__Extracted data__.
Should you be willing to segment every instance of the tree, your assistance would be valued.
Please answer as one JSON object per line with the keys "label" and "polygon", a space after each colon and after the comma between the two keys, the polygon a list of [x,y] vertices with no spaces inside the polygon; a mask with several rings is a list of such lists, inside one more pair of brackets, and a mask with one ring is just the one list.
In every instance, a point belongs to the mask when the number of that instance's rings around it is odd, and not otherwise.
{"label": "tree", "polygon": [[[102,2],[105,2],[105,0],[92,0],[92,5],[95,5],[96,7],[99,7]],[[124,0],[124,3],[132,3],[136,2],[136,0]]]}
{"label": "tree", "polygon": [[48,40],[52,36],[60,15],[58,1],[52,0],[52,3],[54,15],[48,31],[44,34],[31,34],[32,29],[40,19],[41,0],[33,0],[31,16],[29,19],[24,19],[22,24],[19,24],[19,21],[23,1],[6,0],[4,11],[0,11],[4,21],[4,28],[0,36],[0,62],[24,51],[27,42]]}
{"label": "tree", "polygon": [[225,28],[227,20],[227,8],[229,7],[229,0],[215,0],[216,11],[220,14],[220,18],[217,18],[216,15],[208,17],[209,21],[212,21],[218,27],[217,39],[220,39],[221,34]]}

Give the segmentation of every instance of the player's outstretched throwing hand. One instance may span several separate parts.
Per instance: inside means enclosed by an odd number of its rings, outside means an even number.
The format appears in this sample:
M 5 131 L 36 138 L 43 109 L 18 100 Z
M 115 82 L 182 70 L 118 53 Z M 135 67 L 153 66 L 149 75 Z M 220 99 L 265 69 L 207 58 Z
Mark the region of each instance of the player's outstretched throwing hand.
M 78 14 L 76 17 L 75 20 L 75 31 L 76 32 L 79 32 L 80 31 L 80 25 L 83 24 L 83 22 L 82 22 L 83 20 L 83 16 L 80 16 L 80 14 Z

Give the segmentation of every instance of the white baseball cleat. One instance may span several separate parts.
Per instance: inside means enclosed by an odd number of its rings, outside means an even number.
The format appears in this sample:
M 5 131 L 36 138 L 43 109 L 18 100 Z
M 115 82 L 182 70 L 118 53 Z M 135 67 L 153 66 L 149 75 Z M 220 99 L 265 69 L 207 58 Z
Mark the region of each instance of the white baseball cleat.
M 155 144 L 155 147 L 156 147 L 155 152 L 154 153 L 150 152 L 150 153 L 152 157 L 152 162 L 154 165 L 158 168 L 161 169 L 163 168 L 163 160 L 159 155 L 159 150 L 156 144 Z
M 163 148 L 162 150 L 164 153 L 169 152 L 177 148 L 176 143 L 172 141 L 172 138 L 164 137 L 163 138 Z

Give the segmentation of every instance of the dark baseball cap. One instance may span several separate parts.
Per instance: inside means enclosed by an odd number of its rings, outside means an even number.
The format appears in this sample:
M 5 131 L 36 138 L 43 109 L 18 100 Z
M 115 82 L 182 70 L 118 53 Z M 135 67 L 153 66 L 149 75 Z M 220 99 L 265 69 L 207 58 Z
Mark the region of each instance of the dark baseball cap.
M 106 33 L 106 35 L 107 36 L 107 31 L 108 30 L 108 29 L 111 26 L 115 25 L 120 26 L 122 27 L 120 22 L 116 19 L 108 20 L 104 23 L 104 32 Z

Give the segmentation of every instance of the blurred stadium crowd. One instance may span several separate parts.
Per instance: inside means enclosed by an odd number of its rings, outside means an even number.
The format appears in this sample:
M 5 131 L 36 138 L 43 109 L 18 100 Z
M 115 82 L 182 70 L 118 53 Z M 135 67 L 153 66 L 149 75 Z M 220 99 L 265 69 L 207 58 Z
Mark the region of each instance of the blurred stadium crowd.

__Short problem__.
Reproduce the entire listing above word for word, from its first line to its last.

__Solution to this problem__.
Should you be willing to segment every instance of the tree, your assistance would be valued.
Please answer as one JSON object per line with the keys "label" and "polygon", a space after each colon and after the comma between the two keys, the polygon a list of [x,y] vertices with no spaces inside the polygon; a mask with several rings is a list of such lists, inside one more pair of brackets, and a mask with one ring is just the one list.
In every instance, a point belongs to the mask when the number of that instance's rings around it is odd, and not otherwise.
{"label": "tree", "polygon": [[[102,2],[105,2],[105,0],[92,0],[92,5],[95,5],[96,7],[99,7]],[[124,0],[124,3],[132,3],[136,2],[136,0]]]}
{"label": "tree", "polygon": [[48,40],[52,36],[60,15],[58,1],[52,0],[52,3],[54,15],[48,31],[44,34],[31,34],[32,29],[40,19],[41,0],[33,0],[31,16],[29,19],[24,19],[22,24],[19,24],[19,21],[23,1],[6,0],[4,11],[0,11],[4,21],[4,28],[0,36],[0,62],[24,51],[27,42]]}
{"label": "tree", "polygon": [[225,28],[227,20],[227,8],[229,7],[229,0],[215,0],[216,11],[220,14],[220,18],[217,18],[216,15],[208,17],[209,21],[212,21],[218,27],[217,39],[220,39],[221,34]]}

Give the segmentation of every instance of the player's outstretched throwing hand. One instance may span several separate parts.
Per instance: inside means enclosed by an odd number of its rings, outside means an even number.
The format appears in this sample:
M 5 131 L 36 138 L 43 109 L 18 100 Z
M 115 82 L 182 70 L 118 53 Z M 135 67 L 153 66 L 149 75 Z M 220 99 L 265 69 L 207 58 Z
Mark the region of each instance of the player's outstretched throwing hand.
M 78 14 L 76 17 L 75 20 L 75 31 L 76 32 L 79 32 L 80 31 L 80 25 L 83 24 L 83 22 L 82 22 L 83 20 L 83 16 L 80 16 L 80 14 Z

Give the segmentation of every instance of the white baseball cleat. One instance may span several separate parts.
Per instance: inside means enclosed by an odd number of its rings, outside means an even number.
The format appears in this sample:
M 5 131 L 36 138 L 43 109 L 18 100 Z
M 115 82 L 182 70 L 118 53 Z M 135 67 L 153 66 L 149 75 Z M 220 99 L 265 69 L 207 58 Z
Mark the region of each instance of the white baseball cleat.
M 155 144 L 155 147 L 156 147 L 155 152 L 154 153 L 150 152 L 150 153 L 152 157 L 152 162 L 154 165 L 158 168 L 161 169 L 163 168 L 163 160 L 159 155 L 159 150 L 156 144 Z
M 163 148 L 162 150 L 164 153 L 169 152 L 177 148 L 176 143 L 172 141 L 172 138 L 164 137 L 163 138 Z

Give the segmentation of every instance of the dark baseball cap. One instance may span several separate parts.
Per instance: inside means enclosed by an odd number of its rings, outside means an even number.
The format appears in this sample:
M 5 131 L 36 138 L 43 109 L 18 100 Z
M 115 82 L 182 70 L 118 53 Z M 135 67 L 153 66 L 149 75 Z M 220 99 L 265 69 L 207 58 Z
Mark the region of each instance of the dark baseball cap.
M 106 33 L 106 35 L 107 36 L 107 31 L 108 30 L 108 29 L 111 26 L 115 25 L 120 26 L 122 27 L 120 22 L 116 19 L 108 20 L 104 23 L 104 32 Z

Give the segmentation of every instance of the blurred stadium crowd. One instance may span several separate parts.
Per instance: inside means enclosed by an odd number of its rings, outside means an even number.
The format appears in this sample:
M 5 131 L 36 138 L 43 109 L 18 100 Z
M 115 82 L 182 70 L 118 53 Z M 135 67 L 153 66 L 149 75 Z M 220 99 L 265 69 L 207 58 Z
Mark the region of each instance of the blurred stadium crowd.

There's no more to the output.